== Source document ==

Purchasing Order Terms & Conditions
These terms and conditions shall govern all purchase orders (“POs”) issued either by Shake Shack Enterprises, LLC or any of its affiliates or subsidiaries (collectively, “Shake Shack”) to the supplier identified in each PO (each, a “Supplier”) with respect to the purchase of goods and/or services (collectively, the “Deliverables”) specified in a PO.
Fulfillment of any part of a PO, or any other conduct by Supplier that recognizes the existence of an agreement between the parties pertaining to the subject matter of such PO, shall constitute acceptance by Supplier of such PO and these terms and conditions.
In the event that there is a written agreement between the parties that conflicts with these terms and conditions, the terms of the written agreement shall control for the specific provision(s) in conflict.
2. Specifications and Description.
The Deliverables described in the PO shall be furnished in accordance with any specifications submitted by Shake Shack to Supplier, or provided by Supplier to Shake Shack, in connection with the transactions contemplated by the PO (collectively, the “Specifications”).
Delivery in respect of the Deliverables shall be deemed to have occurred (i) when the Deliverables arrive at the location identified on the PO and Shake Shack acknowledges receipt in writing and/or (ii) when Supplier has completed performance of the Deliverables and Shake Shack acknowledges completion in writing (in each case, the “Delivery”). Late Delivery shall not constitute a waiver of Shake Shack’s rights to hold Supplier liable for any loss or damage resulting therefrom, nor shall it act as a modification to Supplier’s obligations to deliver Deliverables in the future at the times or in accordance with the schedule established herein. Shake Shack reserves the right to refuse any Deliverables furnished in advance of or after the in respect of the timelines set forth in a PO, and to return, at Supplier’s risk and expense, any such advance or late Delivery, or to defer payment on advance Delivery until the times scheduled within such PO.

===

▶ _Required task A_:
Reproduce the passage of the purchase order terms from "Purchasing Order Terms" to "terms and conditions." word for word.
▶ _Required task B_:
Extend the Shake Shack purchase order terms, picking up right after their final sentence.
The material after the purchase order terms has nothing to do with what you are asked to do.

== Data excerpt ==

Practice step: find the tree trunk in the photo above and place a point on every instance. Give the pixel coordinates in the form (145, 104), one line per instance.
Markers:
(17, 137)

===

▶ _Task answer A_:
Purchasing Order Terms & Conditions
These terms and conditions shall govern all purchase orders (“POs”) issued either by Shake Shack Enterprises, LLC or any of its affiliates or subsidiaries (collectively, “Shake Shack”) to the supplier identified in each PO (each, a “Supplier”) with respect to the purchase of goods and/or services (collectively, the “Deliverables”) specified in a PO.
Fulfillment of any part of a PO, or any other conduct by Supplier that recognizes the existence of an agreement between the parties pertaining to the subject matter of such PO, shall constitute acceptance by Supplier of such PO and these terms and conditions.

▶ _Task answer B_:
4. Inspection and Transfer of Title/Risk of Loss
(a) Inspection. All goods shall be subject to inspection by Shake Shack both before and after completion of Delivery. Shake Shack reserves the right to reject and refuse Delivery of goods that are not in accordance with the express or implied Specifications. Non-conforming goods will be returned to Supplier at its risk and expense.
(b) Transfer of Title and Risk of Loss. Title to and all risk of loss or damage to the goods shall remain with Supplier until the goods are Delivered to Shake Shack. At no point is the risk of loss with any Delivery on the Customer.
5. Payment Terms; Invoicing
Unless otherwise specified on the PO, payment shall be due sixty (60) days after the latter to occur of (i) Delivery or (ii) Shake Shack’s receipt of an accurate invoice for the Deliverables. All invoices must include, at a minimum, a PO reference number; a clear description of the Deliverables, including quantity, cost per unit and total item cost; invoice issue date; payment due date; Delivery date; and an itemization of all costs, including freight and taxes.
All local, state and federal excise, sales and use taxes, when applicable, that are to be paid by Shake Shack must be stated separately on both the PO and on Supplier’s invoice. Unless otherwise specified on the PO, the prices stated on the PO include all taxes. Other than as specified on the PO and on Supplier’s invoice, Shake Shack shall not be liable for any taxes or tax withholding, including but not limited to taxes related to Supplier’s income, assets or obligations as an employer with respect to payments made to Supplier hereunder.
7. Audit Rights
Supplier shall provide Shake Shack such information relating to the accuracy of the charges invoiced to Shake Shack (including the basis on which such charges were derived) as Shake Shack shall from time to time reasonably request. Supplier shall permit Shake Shack reasonable access to Supplier’s books and records for purpose of verifying the charges invoiced for the Deliverables. Any invoice amounts shown to be incorrect shall be settled promptly by Supplier.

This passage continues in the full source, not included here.